───── Data extract

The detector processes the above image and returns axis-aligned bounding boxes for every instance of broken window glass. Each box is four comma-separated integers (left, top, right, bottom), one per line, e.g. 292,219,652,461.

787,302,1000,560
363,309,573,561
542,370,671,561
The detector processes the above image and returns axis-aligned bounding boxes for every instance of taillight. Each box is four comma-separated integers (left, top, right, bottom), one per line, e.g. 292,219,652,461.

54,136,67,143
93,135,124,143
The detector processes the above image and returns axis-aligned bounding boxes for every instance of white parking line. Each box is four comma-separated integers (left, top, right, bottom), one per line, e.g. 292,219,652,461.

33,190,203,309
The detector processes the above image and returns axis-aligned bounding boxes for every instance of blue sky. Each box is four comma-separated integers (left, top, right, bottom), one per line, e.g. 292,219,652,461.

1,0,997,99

──────────

**What the task requires:**
Would you please copy the lines above, from the one holding "instance of blue" through the last, and nothing else?

**Written solution:**
The detector processes the above image and returns axis-aligned bounding boxes for every instance of blue sky. Each box is four comma-separated integers (left, top, right, bottom), one per line, e.g. 292,219,652,461.

1,0,997,99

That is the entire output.